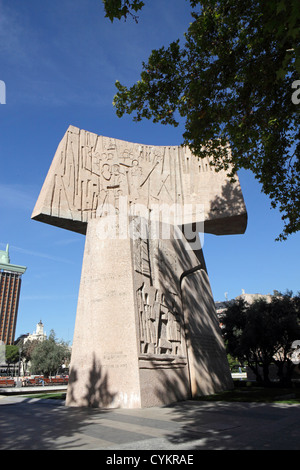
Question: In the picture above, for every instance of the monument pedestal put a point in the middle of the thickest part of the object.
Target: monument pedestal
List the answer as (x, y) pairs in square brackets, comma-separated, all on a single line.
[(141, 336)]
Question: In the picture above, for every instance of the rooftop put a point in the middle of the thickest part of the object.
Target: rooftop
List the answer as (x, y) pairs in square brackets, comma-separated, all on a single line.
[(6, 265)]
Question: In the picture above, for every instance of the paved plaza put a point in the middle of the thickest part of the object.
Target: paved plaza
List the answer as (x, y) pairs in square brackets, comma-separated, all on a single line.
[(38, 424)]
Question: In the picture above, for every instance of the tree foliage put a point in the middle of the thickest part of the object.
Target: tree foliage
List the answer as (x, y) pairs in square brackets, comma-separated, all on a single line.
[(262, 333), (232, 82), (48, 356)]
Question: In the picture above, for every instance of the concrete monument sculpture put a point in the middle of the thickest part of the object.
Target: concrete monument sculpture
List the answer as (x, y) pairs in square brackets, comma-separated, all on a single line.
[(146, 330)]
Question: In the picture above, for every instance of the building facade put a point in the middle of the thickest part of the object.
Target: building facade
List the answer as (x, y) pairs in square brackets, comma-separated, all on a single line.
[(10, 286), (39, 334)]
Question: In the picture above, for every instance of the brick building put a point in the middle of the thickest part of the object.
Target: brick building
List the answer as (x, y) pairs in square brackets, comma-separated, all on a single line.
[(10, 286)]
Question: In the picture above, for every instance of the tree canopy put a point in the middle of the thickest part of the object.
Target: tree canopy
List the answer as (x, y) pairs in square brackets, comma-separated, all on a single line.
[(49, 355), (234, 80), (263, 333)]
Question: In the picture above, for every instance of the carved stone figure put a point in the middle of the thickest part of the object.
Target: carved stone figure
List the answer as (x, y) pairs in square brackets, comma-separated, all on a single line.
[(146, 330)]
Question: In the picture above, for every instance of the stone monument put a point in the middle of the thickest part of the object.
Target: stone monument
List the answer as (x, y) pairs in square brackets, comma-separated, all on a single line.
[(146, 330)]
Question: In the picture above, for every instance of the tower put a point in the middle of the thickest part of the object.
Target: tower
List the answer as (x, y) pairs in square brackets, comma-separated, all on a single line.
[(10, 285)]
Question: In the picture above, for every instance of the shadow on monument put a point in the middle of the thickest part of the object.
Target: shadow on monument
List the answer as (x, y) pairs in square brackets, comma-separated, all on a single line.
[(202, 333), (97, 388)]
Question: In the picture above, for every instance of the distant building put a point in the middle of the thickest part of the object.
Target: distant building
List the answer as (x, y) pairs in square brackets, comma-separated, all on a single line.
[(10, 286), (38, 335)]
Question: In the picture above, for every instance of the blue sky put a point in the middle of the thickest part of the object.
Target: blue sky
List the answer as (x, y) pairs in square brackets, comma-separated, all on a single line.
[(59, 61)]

== TASK OBJECTIVE ==
All of the records need repeating exactly, except for the pictures.

== SOLUTION TO THE PROBLEM ==
Question: In the picture above, for every instance of the monument pedestal put a point in the middle of the thickest part of the object.
Target: monument pedestal
List the answer as (x, y) pairs in square brackets, comma-separated, all on a single line.
[(141, 336)]
Question: In the picture above, for every instance of the rooftop put a point in the middle of the thickest part of the object.
Target: rooftop
List the answer as (x, y) pairs in square brackets, comma-separated, all on a single line.
[(6, 265)]
Question: In the picture above, for every instance of the paved plaza put a point in the middle of the thickest part of the object.
Target: paved plaza
List the answer as (x, y) pairs in square brackets, comma-separated, all on a single line.
[(38, 424)]
Question: In the picture above, for every instance of the tree foliage put a point in the middle of the thickest part of the object.
Target: tree foliage
List the answer as (x, y) pairs in square brackets, comma-separated, all on a single line.
[(262, 333), (232, 82), (48, 356)]
Question: In the picture above, for every instance of the concrete monument sculpture put a point in the middle of the thickest part of the object.
Target: concrete monument sculpture
List the answer as (x, y) pairs in square brackets, comma-separated, all on a single line.
[(146, 330)]
Question: In the picture above, for every instance of the building facade put a point in the middle of the thickest part of the object.
Target: building facade
List the answer as (x, y) pairs in square brackets, comma-separated, all on a single line.
[(10, 286), (39, 334)]
Question: In the picture above, for every instance of the brick building put a point in the middle of the thickest part of the object.
Target: brick building
List the answer as (x, y) pairs in square brackets, comma-separated, all on a single line.
[(10, 286)]
Question: In the picture above, for every instance of the tree canopy put a point in the middle of the thickest part of the object.
Target: tree canopy
List the answer as (x, y) pairs in square brackets, comma-separated, all on a single line.
[(49, 355), (234, 80), (263, 333)]
Question: In the picture above, for every instance of the carved stone figure put a point in the middle of the thickest part of the object.
Target: carved stone figure
List the answer as (x, y) pairs in square brackets, comma-separated, all on a single line.
[(146, 330)]
Question: In the picture above, for every instance of the stone monument put a point in the middle of the thickest part of the object.
Target: stone monument
List the answer as (x, y) pairs in square brackets, comma-separated, all on a single line.
[(146, 330)]
Question: In the picture above, for every instance of the tower put a point in the middle of the thickest part of the object.
Target: tower
List the answer as (x, y) pairs in square brackets, comma-separated, all on a single line.
[(10, 285)]
Question: In the picture above, for every instance of the shadow on monument put a point in the middle of the thickest part of the object.
Target: shadow on monument
List the answer as (x, y) pairs in square brackets, comma-separated, all on a single line.
[(202, 333), (97, 388)]
Question: In the picture above, for every instance of the distant building put a point in the middle of the thickest part of the object.
Target: distant building
List the answer as (x, y) pairs in square brackets, comma-separated, all on a single line.
[(10, 286), (38, 335)]
Question: In the picture above, for every instance of the blue sky put a point in the middle of the thickest part of the object.
Target: blue sky
List the answer as (x, y) pairs in square brackets, comma-separated, all on a single line.
[(59, 61)]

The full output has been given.